━━━ PROVIDED DATA

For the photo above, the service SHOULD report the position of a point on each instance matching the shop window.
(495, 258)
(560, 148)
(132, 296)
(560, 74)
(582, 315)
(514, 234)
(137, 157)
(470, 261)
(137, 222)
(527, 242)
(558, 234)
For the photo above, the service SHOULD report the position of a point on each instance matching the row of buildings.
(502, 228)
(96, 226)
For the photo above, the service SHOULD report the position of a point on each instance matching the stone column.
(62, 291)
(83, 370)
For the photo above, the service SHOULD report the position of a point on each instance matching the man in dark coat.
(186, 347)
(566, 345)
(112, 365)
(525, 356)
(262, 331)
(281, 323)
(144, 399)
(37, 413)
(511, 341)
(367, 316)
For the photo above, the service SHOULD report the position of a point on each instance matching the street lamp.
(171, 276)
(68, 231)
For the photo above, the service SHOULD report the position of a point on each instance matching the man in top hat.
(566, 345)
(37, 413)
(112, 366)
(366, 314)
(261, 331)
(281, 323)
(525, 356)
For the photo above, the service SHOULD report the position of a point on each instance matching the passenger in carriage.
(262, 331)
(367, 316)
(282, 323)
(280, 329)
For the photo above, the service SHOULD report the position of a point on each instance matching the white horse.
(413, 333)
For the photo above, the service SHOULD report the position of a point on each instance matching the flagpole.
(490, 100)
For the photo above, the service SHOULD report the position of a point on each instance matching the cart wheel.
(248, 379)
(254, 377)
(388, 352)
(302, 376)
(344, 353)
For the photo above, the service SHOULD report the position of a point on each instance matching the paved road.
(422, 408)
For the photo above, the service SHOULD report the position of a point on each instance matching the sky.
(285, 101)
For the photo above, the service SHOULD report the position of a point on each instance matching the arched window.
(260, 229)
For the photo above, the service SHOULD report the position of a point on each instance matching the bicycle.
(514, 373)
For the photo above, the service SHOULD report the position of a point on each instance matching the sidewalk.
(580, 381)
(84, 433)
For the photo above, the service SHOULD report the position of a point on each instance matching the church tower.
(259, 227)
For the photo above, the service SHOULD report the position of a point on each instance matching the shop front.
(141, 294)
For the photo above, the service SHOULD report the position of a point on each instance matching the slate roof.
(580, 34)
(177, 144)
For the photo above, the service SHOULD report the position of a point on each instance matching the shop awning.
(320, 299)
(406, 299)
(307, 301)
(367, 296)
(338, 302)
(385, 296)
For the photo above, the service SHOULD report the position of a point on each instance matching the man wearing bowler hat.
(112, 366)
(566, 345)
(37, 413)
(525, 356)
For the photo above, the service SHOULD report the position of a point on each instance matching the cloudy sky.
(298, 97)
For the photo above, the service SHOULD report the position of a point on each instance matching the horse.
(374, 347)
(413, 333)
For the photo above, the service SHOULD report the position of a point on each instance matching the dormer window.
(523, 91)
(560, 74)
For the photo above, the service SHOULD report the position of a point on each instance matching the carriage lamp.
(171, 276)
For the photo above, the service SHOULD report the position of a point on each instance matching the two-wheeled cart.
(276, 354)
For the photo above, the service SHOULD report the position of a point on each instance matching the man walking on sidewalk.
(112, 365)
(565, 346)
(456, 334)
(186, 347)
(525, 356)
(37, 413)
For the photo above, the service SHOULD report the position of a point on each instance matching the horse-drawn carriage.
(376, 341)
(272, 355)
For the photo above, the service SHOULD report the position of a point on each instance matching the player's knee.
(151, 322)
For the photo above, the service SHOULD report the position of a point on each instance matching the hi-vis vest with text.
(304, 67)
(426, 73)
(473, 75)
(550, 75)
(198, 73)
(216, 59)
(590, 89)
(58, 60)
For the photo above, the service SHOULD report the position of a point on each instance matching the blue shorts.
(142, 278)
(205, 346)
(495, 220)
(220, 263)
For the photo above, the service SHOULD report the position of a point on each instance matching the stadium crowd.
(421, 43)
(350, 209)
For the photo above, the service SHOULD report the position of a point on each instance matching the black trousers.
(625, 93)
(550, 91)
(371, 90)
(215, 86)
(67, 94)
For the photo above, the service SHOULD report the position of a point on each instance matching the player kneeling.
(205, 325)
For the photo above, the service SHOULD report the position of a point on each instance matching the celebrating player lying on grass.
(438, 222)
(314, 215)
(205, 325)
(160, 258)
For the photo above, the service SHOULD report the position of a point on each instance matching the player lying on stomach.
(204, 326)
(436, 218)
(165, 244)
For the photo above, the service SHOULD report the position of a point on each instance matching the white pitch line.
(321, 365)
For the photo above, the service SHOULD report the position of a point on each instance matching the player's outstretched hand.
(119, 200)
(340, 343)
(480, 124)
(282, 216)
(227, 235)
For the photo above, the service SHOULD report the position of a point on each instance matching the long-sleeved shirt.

━━━━━━

Rewrite everything from the line containing "player's outstretched hand." down to the end of the material, replacing "outstretched" with "extended" and leaving all else unchanged.

* _SOLUTION FOR THIS TASK_
For the photo above, the service SHOULD report the position of a point on each instance matching the player's extended hand.
(119, 200)
(340, 343)
(480, 124)
(282, 216)
(227, 235)
For the photo above, the service SHOULD report the position of a point on each instance matching the long-sleeved shirt.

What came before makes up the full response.